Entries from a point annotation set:

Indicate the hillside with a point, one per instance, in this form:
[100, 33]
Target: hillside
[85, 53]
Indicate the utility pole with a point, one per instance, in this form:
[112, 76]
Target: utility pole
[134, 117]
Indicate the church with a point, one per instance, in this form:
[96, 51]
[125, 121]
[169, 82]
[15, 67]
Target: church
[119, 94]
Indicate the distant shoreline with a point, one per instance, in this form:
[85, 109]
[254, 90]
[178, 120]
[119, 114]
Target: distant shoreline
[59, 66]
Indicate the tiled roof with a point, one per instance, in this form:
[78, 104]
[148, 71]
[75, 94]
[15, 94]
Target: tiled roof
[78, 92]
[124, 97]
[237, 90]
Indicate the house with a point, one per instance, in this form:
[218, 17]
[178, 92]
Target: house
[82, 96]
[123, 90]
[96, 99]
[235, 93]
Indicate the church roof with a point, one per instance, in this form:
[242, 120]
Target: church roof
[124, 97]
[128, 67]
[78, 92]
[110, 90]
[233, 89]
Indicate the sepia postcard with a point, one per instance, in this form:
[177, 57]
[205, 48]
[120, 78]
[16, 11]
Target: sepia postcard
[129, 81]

> [Task details]: Shift every coordinate in the answers by -102 and write out all of these lines again, requests included.

> [Exercise response]:
Indicate the hillside with a point, one per instance, in this form:
[100, 33]
Target: hillside
[-17, -49]
Indicate the utility pole with a point, one per instance, in this form:
[112, 76]
Target: utility pole
[32, 15]
Indicate the church with a point, one per instance, in this form:
[96, 51]
[125, 121]
[169, 82]
[15, 67]
Target: church
[17, -8]
Indicate the distant shoreline with a point, one per instance, in this form:
[85, 109]
[254, 90]
[178, 120]
[119, 114]
Target: distant shoreline
[-43, -36]
Indicate the tiled roof with a point, one per instance, in this form:
[78, 104]
[148, 71]
[75, 94]
[15, 94]
Target: tiled roof
[-24, -10]
[22, -5]
[135, -12]
Indicate the house with a point, one per instance, in this form:
[218, 17]
[178, 92]
Target: house
[-20, -6]
[21, -12]
[-6, -3]
[133, -9]
Indicate the church roof with a point, one per instance, in this form:
[242, 120]
Target: church roof
[22, -5]
[26, -35]
[-24, -10]
[8, -12]
[131, -13]
Indicate the sepia postcard with a point, one per instance, in this form:
[177, 57]
[205, 48]
[120, 78]
[16, 11]
Target: sepia postcard
[27, -21]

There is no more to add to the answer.